#### Provided passage
Yeah, absolutely. I think half of us. You know, I speak to so many women in this age bracket. And depression is such a common word. It's such a word. It's a word that's used every day. And it's real. That's the big thing about this stage of life for me is having conversations with other women that are, they feel exactly the same way. And the differences is that we talk about it now, I guess. But having those days where you just don't want it, you don't want to be, you know, you just want to leave the life that you have. You want to walk away from it. As much as you love your family and your love. You just can't communicate or you can't. I get It's this. It's very, it's very sad what we go through.


And even, you know, unfortunately, only women who went through that can understand that that's a good idea having conversation with women with a similar I wouldn't say problems, but more like stages of life. Because the if thinking, me 10 years ago, if somebody would tell me, I will feel how I feel now, I would never believe and I say, oh, it's bullshit. It's like, Just get yourself together and adjust. But now I understand it's real. When hormones heat, and you can do nothing, you know, with your depression, with bad mood, getting back, remembering how good your body was, you know, you start you try talking to younger women. And they don't understand, you


No you know, I had this discussion with my husband.


Oh, and this is another category.
########
> _Written task 1_
Repeat the portion of the transcript between "And even, you" and "is another category.", inclusive, word for word.
#### Records for processing
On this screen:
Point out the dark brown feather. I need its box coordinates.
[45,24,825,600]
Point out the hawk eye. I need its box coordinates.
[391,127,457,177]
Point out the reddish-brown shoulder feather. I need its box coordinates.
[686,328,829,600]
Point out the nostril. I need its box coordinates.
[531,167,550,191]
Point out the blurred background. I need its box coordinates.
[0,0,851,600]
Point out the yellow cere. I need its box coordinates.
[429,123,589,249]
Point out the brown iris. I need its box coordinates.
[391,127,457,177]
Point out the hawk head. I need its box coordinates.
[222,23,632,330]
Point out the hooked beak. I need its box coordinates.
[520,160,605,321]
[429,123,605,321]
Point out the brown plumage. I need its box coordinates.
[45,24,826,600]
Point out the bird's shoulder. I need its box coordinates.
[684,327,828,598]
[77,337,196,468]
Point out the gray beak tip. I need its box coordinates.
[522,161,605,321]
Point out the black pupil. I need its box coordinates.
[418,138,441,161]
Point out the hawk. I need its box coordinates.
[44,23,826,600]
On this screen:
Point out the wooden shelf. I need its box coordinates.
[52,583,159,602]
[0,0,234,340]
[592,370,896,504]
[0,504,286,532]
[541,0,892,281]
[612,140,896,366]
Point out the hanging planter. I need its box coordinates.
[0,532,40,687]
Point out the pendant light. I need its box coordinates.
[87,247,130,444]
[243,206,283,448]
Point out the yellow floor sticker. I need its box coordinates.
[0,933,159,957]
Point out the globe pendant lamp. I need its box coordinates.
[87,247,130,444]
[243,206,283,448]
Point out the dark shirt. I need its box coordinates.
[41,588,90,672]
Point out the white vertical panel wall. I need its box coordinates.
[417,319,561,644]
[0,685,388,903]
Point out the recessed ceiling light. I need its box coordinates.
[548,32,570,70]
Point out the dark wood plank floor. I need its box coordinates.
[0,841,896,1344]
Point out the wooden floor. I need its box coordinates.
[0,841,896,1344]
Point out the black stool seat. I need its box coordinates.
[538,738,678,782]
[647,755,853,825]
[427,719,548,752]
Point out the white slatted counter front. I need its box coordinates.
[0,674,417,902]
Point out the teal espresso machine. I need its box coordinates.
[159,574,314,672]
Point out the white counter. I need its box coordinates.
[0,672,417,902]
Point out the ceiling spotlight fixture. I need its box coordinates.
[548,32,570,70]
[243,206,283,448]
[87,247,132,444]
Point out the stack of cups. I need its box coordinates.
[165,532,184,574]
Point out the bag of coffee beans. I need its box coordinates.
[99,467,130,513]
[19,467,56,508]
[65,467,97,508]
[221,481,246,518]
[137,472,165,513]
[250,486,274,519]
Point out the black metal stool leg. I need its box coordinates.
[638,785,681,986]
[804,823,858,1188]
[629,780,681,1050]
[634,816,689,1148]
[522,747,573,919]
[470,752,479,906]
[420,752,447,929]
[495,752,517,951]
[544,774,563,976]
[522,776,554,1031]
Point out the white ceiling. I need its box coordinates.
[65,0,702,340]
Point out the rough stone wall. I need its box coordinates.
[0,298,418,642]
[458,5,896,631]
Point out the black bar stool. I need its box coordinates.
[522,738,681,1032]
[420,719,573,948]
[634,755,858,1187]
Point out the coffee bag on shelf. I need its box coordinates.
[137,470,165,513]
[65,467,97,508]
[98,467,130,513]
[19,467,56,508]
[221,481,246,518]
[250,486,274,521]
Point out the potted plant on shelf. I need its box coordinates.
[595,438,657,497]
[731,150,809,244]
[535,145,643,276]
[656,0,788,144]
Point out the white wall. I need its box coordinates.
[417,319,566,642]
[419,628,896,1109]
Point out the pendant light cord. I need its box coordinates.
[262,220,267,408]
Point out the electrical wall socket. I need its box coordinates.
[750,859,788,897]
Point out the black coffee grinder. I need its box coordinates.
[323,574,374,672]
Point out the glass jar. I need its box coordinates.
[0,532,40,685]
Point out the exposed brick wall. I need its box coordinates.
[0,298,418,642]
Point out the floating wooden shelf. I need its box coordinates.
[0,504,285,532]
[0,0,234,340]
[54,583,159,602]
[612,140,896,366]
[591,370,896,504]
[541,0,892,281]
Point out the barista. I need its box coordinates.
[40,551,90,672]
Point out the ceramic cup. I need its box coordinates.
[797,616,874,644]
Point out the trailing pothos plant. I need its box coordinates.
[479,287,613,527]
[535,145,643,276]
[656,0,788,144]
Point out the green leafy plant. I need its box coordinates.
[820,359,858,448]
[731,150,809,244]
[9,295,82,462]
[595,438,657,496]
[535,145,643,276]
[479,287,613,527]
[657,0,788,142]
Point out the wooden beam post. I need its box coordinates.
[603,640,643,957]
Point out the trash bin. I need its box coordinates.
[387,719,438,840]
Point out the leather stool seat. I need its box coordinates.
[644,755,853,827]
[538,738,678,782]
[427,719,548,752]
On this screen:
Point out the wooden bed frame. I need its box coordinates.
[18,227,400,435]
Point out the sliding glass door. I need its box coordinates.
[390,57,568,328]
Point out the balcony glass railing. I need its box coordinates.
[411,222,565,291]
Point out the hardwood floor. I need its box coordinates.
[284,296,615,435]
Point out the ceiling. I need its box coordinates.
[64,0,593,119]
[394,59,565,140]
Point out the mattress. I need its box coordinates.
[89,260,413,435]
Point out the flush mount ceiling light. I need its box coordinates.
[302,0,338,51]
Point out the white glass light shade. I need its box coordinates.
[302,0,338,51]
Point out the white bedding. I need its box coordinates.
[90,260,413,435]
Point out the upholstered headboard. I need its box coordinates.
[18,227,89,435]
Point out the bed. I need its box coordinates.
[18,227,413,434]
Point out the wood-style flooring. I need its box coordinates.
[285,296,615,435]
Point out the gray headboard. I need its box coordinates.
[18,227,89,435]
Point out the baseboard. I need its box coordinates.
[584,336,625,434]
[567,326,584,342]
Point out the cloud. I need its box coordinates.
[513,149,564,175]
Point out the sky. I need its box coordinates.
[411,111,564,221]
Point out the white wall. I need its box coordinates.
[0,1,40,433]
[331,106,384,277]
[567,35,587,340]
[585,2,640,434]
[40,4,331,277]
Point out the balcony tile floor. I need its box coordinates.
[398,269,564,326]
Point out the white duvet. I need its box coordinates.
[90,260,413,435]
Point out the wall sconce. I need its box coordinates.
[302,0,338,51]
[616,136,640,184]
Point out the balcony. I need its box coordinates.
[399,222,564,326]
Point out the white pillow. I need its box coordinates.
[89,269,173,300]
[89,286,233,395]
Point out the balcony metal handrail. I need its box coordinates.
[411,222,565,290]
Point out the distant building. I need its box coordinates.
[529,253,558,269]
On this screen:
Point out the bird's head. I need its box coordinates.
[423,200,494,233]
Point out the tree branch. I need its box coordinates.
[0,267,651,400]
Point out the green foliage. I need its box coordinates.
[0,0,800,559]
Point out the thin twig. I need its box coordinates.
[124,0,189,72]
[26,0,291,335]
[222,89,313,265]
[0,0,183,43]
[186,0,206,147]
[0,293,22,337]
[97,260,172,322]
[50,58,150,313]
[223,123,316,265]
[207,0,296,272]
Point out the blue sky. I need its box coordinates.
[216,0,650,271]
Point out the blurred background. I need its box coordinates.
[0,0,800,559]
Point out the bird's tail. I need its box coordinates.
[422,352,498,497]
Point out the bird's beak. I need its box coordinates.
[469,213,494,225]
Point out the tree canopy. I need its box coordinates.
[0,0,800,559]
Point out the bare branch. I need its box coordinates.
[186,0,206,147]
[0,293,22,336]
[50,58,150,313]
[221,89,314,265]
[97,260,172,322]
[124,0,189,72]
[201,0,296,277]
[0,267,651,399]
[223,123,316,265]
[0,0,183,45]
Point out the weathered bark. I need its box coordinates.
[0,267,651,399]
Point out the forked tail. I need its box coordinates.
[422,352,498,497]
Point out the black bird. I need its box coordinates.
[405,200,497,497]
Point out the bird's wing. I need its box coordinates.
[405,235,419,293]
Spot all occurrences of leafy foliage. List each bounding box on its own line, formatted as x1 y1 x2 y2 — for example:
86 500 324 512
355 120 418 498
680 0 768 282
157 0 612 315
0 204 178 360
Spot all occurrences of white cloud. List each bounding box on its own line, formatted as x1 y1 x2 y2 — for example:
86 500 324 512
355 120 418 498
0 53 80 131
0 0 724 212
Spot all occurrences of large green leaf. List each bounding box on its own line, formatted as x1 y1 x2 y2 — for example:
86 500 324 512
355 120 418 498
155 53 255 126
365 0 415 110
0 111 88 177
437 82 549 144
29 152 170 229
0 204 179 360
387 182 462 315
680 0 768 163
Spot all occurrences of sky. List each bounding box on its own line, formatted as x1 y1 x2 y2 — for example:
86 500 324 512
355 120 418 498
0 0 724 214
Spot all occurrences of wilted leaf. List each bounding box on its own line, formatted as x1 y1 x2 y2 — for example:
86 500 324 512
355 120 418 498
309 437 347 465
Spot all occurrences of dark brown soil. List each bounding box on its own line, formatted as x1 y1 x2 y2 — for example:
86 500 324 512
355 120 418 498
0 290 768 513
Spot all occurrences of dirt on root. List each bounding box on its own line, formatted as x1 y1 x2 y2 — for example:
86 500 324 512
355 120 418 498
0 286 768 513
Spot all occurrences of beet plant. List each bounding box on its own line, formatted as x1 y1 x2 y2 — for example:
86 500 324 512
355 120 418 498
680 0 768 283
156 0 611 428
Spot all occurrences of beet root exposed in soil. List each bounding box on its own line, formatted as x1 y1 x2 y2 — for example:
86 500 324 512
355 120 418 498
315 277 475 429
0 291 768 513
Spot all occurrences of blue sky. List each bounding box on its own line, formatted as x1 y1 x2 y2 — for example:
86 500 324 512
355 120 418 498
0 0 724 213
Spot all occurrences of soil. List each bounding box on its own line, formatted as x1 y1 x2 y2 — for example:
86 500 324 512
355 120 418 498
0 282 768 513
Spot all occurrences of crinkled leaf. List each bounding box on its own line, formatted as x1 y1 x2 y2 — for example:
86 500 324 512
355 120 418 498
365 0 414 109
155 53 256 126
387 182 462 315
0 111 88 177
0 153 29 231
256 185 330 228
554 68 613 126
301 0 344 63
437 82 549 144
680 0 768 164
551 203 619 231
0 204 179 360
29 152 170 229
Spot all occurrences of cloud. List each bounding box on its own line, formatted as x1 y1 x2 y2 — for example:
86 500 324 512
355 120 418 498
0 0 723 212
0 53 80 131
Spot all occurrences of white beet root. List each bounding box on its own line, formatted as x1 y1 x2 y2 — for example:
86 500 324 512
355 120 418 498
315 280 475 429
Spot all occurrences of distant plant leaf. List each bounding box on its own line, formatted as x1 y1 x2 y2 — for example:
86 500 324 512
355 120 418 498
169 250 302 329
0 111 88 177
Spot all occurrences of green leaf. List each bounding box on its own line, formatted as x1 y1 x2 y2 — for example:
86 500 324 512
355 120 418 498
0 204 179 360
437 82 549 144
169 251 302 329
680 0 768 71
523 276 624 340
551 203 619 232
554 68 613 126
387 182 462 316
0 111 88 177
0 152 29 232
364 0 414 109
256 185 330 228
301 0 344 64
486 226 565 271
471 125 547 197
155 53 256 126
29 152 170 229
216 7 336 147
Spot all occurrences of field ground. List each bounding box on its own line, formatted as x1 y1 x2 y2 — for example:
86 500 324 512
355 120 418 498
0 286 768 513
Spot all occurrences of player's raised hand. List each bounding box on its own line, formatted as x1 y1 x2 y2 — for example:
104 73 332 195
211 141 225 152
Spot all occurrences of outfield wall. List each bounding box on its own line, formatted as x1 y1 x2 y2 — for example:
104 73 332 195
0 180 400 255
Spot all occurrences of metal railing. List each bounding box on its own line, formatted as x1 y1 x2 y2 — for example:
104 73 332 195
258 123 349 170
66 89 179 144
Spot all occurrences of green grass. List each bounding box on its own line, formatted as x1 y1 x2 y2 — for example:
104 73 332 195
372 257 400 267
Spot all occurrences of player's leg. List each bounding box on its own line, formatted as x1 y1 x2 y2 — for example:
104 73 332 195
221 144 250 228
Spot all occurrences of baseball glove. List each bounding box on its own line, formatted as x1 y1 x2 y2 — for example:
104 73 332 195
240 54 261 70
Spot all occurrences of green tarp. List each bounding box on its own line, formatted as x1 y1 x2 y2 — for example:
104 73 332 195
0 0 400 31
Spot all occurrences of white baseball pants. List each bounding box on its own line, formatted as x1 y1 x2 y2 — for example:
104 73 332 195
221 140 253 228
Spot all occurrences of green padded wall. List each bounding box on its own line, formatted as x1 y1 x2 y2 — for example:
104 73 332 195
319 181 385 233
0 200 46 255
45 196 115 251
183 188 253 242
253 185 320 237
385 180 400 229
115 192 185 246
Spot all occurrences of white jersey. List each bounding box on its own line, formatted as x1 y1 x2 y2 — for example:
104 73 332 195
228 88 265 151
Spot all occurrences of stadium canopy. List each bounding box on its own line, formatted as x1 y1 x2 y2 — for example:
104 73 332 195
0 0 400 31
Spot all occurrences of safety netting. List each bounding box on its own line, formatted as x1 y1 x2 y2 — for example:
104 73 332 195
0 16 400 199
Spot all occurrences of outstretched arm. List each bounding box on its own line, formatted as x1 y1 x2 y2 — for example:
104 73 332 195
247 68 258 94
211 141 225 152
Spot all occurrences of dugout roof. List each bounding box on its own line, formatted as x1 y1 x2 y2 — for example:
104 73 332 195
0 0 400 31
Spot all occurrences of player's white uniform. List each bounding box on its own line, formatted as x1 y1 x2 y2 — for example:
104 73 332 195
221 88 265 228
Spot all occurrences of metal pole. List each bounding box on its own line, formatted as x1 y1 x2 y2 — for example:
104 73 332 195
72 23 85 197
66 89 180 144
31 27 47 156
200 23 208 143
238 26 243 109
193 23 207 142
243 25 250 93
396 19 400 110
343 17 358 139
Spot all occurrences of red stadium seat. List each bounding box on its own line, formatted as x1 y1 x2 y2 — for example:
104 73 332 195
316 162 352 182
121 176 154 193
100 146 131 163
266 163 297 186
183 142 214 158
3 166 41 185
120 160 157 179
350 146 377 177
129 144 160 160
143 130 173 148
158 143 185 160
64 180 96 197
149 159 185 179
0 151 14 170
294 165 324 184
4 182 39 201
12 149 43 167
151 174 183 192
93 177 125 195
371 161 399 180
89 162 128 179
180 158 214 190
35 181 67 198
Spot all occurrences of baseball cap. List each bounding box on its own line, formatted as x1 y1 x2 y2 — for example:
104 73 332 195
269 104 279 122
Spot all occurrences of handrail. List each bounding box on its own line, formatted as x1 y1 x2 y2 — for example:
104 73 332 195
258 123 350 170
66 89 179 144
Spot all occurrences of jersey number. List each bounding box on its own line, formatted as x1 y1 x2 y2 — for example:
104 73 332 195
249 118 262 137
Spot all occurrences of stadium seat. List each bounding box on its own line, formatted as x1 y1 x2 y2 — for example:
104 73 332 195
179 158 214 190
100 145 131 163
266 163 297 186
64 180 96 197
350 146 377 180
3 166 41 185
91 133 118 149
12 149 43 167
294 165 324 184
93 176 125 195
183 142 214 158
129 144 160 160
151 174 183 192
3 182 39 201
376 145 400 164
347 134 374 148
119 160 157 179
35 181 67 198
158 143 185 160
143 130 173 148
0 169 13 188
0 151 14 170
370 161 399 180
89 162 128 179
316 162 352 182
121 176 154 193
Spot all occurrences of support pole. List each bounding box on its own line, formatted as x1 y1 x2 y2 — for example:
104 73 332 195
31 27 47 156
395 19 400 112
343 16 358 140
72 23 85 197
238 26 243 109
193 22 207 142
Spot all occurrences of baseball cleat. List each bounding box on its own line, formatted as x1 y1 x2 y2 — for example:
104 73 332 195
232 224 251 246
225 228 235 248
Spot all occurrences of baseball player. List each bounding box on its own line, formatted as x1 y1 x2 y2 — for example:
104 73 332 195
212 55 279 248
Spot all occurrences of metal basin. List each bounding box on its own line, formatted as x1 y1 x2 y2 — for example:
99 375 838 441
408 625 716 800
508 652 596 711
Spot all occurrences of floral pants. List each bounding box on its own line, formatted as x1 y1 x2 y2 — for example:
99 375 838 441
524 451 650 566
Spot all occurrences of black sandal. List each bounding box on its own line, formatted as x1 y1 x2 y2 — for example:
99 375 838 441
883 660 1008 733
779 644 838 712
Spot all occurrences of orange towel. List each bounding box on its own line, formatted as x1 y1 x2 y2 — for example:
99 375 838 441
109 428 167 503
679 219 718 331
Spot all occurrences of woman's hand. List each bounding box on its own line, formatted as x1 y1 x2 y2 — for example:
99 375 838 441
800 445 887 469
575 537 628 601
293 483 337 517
########
> _Written task 2_
Reproduce the rows between the line holding "Point out the stack" and the line holding "[797,616,874,644]", inclusive, with nothing changed.

> _Correct response 1_
And even, you know, unfortunately, only women who went through that can understand that that's a good idea having conversation with women with a similar I wouldn't say problems, but more like stages of life. Because the if thinking, me 10 years ago, if somebody would tell me, I will feel how I feel now, I would never believe and I say, oh, it's bullshit. It's like, Just get yourself together and adjust. But now I understand it's real. When hormones heat, and you can do nothing, you know, with your depression, with bad mood, getting back, remembering how good your body was, you know, you start you try talking to younger women. And they don't understand, you


No you know, I had this discussion with my husband.


Oh, and this is another category.

> _Correct response 2_
Point out the stack of cups. I need its box coordinates.
[165,532,184,574]
Point out the bag of coffee beans. I need its box coordinates.
[99,467,130,513]
[19,467,56,508]
[65,467,97,508]
[221,481,246,518]
[137,472,165,513]
[250,486,274,519]
Point out the black metal stool leg. I need its box coordinates.
[638,785,681,986]
[804,823,858,1188]
[629,780,681,1050]
[634,816,689,1148]
[522,747,573,919]
[470,752,479,906]
[420,752,447,929]
[495,752,517,951]
[544,774,563,976]
[522,776,554,1031]
Point out the white ceiling. I need its box coordinates.
[65,0,702,340]
Point out the rough stone wall. I need its box coordinates.
[0,298,418,642]
[458,5,896,631]
Point out the black bar stool. I need its box coordinates.
[522,738,681,1032]
[420,719,573,948]
[634,755,858,1187]
Point out the coffee bag on shelf. I need its box coordinates.
[137,470,165,513]
[65,467,97,508]
[98,467,130,513]
[19,467,56,508]
[221,481,246,518]
[250,486,274,521]
Point out the potted plant on shelf. I need its box coordinates.
[595,438,657,497]
[731,150,809,244]
[535,145,643,276]
[656,0,788,144]
Point out the white wall. I need its box coordinates.
[417,319,566,642]
[419,628,896,1109]
Point out the pendant light cord. I need its box coordinates.
[262,220,267,408]
Point out the electrical wall socket. I need its box coordinates.
[750,859,788,897]
Point out the black coffee grinder. I need its box coordinates.
[323,574,374,672]
Point out the glass jar. I need its box coordinates.
[0,532,40,685]
Point out the exposed brick wall. I need its box coordinates.
[0,298,418,642]
Point out the floating wooden shelf. I need its box coordinates.
[0,504,285,532]
[0,0,234,340]
[54,583,159,602]
[612,140,896,366]
[591,370,896,504]
[541,0,892,281]
Point out the barista. I need its box coordinates.
[40,551,90,672]
Point out the ceramic cup. I need its box coordinates.
[797,616,874,644]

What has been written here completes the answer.